▶ [What you should do]:
Rewrite all of the items below, changing every "site survey" to "road inspection" and keeping everything else the same.

===== Material for this exercise =====

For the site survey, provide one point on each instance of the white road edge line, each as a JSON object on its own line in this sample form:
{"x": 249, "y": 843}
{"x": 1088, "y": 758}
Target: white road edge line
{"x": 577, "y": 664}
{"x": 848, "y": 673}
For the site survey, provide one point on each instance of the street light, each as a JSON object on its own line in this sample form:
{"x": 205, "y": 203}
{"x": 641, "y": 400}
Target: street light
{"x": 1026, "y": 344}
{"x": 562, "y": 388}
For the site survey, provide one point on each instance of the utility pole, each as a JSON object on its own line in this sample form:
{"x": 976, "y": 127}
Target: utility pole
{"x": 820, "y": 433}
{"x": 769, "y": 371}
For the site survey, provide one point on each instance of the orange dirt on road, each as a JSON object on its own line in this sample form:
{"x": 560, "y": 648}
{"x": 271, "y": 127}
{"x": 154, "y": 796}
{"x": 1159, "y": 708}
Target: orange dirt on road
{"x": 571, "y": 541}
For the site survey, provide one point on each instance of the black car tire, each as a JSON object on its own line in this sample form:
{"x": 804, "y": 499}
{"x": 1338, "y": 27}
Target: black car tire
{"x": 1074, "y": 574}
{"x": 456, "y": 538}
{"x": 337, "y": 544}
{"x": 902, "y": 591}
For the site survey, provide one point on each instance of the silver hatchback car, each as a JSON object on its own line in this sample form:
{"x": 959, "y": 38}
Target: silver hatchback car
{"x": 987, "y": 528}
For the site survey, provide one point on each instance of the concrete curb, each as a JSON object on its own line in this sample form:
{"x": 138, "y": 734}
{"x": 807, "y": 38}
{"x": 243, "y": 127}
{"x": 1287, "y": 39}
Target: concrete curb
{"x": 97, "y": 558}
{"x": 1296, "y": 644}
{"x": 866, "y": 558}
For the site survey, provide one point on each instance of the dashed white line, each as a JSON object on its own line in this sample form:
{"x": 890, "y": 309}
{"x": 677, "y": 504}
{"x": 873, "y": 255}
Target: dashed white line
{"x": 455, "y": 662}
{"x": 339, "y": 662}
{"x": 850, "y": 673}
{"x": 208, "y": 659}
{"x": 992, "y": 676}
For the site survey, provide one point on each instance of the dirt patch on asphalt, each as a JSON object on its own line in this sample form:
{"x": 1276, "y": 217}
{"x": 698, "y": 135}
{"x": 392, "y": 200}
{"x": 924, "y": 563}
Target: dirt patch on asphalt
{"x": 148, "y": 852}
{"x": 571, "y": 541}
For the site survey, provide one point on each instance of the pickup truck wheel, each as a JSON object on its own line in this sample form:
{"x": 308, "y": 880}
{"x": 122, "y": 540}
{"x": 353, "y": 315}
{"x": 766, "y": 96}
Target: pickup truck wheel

=====

▶ [Problem solution]:
For the road inspection, provide one point on each instance of the white road edge line, each as a JSON object on its own line in this sample form:
{"x": 249, "y": 843}
{"x": 1088, "y": 758}
Target: white road edge line
{"x": 577, "y": 664}
{"x": 848, "y": 673}
For the road inspection, provide one point on each instance of the street light, each as a JSON object on its own line in this sample form:
{"x": 205, "y": 203}
{"x": 641, "y": 400}
Target: street light
{"x": 1026, "y": 344}
{"x": 562, "y": 388}
For the road inspection, provide one point on each instance of the utility pole, each as a JSON object on its own line in this sample form:
{"x": 976, "y": 127}
Target: utility pole
{"x": 820, "y": 433}
{"x": 769, "y": 371}
For the road inspection, provide one point on each instance of the orange dirt on road, each as a JSON object on its own line in this sample form:
{"x": 560, "y": 648}
{"x": 271, "y": 127}
{"x": 154, "y": 796}
{"x": 1159, "y": 708}
Target: orange dirt on road
{"x": 571, "y": 541}
For the road inspection, provide one point on each instance of the black car tire, each as a JSON object on its own line in this sample form:
{"x": 804, "y": 499}
{"x": 1338, "y": 27}
Target: black car tire
{"x": 1074, "y": 574}
{"x": 456, "y": 538}
{"x": 337, "y": 544}
{"x": 902, "y": 591}
For the road inspection, provide one point on each instance of the silver hatchback car, each as a JSON object on its own line in this sample form:
{"x": 959, "y": 38}
Target: silver hatchback car
{"x": 987, "y": 528}
For the road inspection, provide one point on each instance of the concrete curb, each as a JSON object on its own line in this sample form:
{"x": 138, "y": 734}
{"x": 807, "y": 38}
{"x": 243, "y": 127}
{"x": 1287, "y": 39}
Target: concrete curb
{"x": 97, "y": 558}
{"x": 1296, "y": 644}
{"x": 866, "y": 558}
For the road inspection, provide one point on each instance of the dashed white line, each as a JSON object on its own line in this sample form:
{"x": 890, "y": 309}
{"x": 677, "y": 504}
{"x": 873, "y": 255}
Target: dashed white line
{"x": 455, "y": 662}
{"x": 339, "y": 662}
{"x": 850, "y": 673}
{"x": 208, "y": 659}
{"x": 992, "y": 676}
For the road inspection, provide one point on each instance of the dirt patch on asphalt, each as a JSON object on its own line in this sample form:
{"x": 1276, "y": 217}
{"x": 698, "y": 135}
{"x": 392, "y": 200}
{"x": 924, "y": 563}
Target: dirt patch on asphalt
{"x": 148, "y": 852}
{"x": 571, "y": 541}
For the road inspection, provide one point on each instance of the pickup truck wheel, each as a JSON object on its own line in this sample form:
{"x": 308, "y": 880}
{"x": 122, "y": 540}
{"x": 353, "y": 315}
{"x": 766, "y": 96}
Target: pickup truck wheel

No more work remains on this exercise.